* TRECHO DO DOCUMENTO *
◇ ◇ ◇

Uma repórter telefonou no domingo à tarde. Tiririca estava na banheira do Gugu com uma bela garota, e, no programa do Faustão, serviam sushi sobre o corpo de uma loura nua. O que achava disso? Fui surpreendido porque estava com a TV desligada. Preparava a intervenção num seminário em Brasília e, portanto, não podia achar muita coisa.
No dia seguinte, li comentários esparsos nos jornais, vi as fotos, a indignação moral e tudo o que acontece depois de um grande escândalo no Brasil. Aliás, já era tempo de estudarmos a reação nacional diante deles (os escândalos), a começar por aquela performance de Lilian Ramos, fotografada sem calcinha ao lado do presidente Itamar, um político ingênuo, que não poderia imaginar o que ela tinha entre as pernas naquela noite de Carnaval.
Mesmo depois de informado sobre os programas populares de domingo, não conseguia expressar uma posição clara. Tinha até uma certa inveja daquelas pessoas seguras de tudo, que diziam simplesmente: "É um horror, isso não pode acontecer".
Primeira dúvida: foi uma investida do erotismo na modorrenta tarde dominical ou aconteceu o contrário, uma neutralização do erotismo como um recurso desesperado contra o tédio familiar? A mulher nua glamourizava o sushi ou o contrário?
Tiririca na banheira representa mesmo um explosivo, mandando para os ares nossos cintos de castidade?
Segunda dúvida: grande parte dos críticos tem acesso aos canais de assinatura, em que, além de documentários inteligentes, sempre aparece um ou outro programa com mulheres nuas, uma suave pornografia para começar a madrugada.
Podem argumentar que esses programas não são mostrados para crianças ou que têm um gosto mais refinado? O argumento de que os programas dominicais são vistos por todas as idades é o mais forte. Mas como ignorar a escalada de erotismo na publicidade, nas novelas, nos clipes musicais? Por que estabelecer uma censura precisamente naqueles que são populares? Por que lhes falta sutileza?
O melhor é encarar a pornografia como um processo histórico, que se desenvolveu em quase todos os países que conquistaram a democracia na década de 70.
O exílio me permitiu ver várias democracias emergindo, no sul da Europa e na América Latina. Em todas elas, não por acaso, um marco da abertura política eram enormes filas diante dos cinemas que exibiam "O Último Tango em Paris".
Quando as bancas de jornal, no fim dos 70, se encheram de revistas pornográficas, ninguém se deu conta de que aquilo iria acabar se transferindo para os programas de TV. Mas os dados da própria abertura autorizavam isso: o proibido no mundo político começaria aparecendo nos livros, saltaria para o teatro, revistas e, finalmente, iria ser mostrado na TV na forma da série "Anos Rebeldes".

◇ ◇ ◇

* REGISTROS DO CONJUNTO *
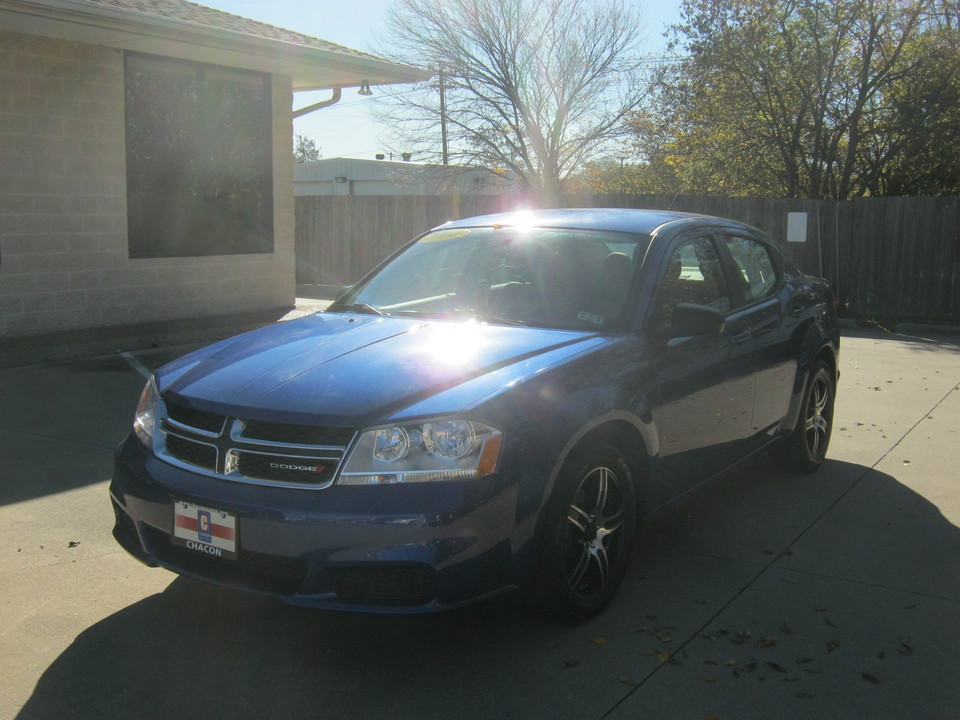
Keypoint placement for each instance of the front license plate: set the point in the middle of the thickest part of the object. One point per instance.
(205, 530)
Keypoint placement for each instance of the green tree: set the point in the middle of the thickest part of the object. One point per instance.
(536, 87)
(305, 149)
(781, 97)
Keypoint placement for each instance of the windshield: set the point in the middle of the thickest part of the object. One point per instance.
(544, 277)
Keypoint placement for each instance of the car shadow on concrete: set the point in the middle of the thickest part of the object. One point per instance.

◇ ◇ ◇

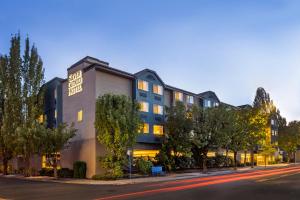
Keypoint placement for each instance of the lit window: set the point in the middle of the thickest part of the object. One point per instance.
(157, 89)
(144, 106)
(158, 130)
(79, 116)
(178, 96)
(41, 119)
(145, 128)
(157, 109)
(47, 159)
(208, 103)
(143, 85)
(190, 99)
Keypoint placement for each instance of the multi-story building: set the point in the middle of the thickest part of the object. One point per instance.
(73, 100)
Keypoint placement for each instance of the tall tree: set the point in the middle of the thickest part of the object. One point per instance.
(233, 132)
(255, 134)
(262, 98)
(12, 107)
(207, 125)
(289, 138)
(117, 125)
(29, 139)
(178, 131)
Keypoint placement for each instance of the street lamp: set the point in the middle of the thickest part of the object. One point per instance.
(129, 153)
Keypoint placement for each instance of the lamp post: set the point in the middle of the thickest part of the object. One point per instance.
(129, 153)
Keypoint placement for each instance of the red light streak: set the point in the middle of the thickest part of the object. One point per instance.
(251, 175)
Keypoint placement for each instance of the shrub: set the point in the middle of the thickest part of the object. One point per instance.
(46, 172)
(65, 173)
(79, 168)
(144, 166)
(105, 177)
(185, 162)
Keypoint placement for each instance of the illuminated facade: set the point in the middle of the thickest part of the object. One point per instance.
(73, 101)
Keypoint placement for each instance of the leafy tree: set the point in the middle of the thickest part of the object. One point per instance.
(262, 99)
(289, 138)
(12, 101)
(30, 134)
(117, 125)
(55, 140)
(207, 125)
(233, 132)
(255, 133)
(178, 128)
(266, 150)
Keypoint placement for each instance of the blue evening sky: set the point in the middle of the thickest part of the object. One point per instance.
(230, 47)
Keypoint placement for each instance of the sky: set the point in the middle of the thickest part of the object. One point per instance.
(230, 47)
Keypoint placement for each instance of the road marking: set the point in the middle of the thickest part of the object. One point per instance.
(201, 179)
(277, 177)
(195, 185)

◇ ◇ ◇

* LISTA DE TAREFAS *
1. Com base no trecho, responda:
(a) Na banheira de qual apresentador estava Tiririca?
(b) Que filme atraía enormes filas aos cinemas nas democracias emergentes?
(c) Em que forma o proibido no mundo político seria finalmente mostrado na TV?
2. Transcreva fielmente do trecho a parte que se inicia com as palavras que contêm "Podem argumentar que" e se encerra com "lhes falta sutileza?".
As entradas constituem material à parte, sem relação com o trecho.

* RESULTADOS POR TAREFA *
1.
(a) Na banheira do Gugu.
(b) "O Último Tango em Paris".
(c) Na forma da série "Anos Rebeldes".

2.
Podem argumentar que esses programas não são mostrados para crianças ou que têm um gosto mais refinado? O argumento de que os programas dominicais são vistos por todas as idades é o mais forte. Mas como ignorar a escalada de erotismo na publicidade, nas novelas, nos clipes musicais? Por que estabelecer uma censura precisamente naqueles que são populares? Por que lhes falta sutileza?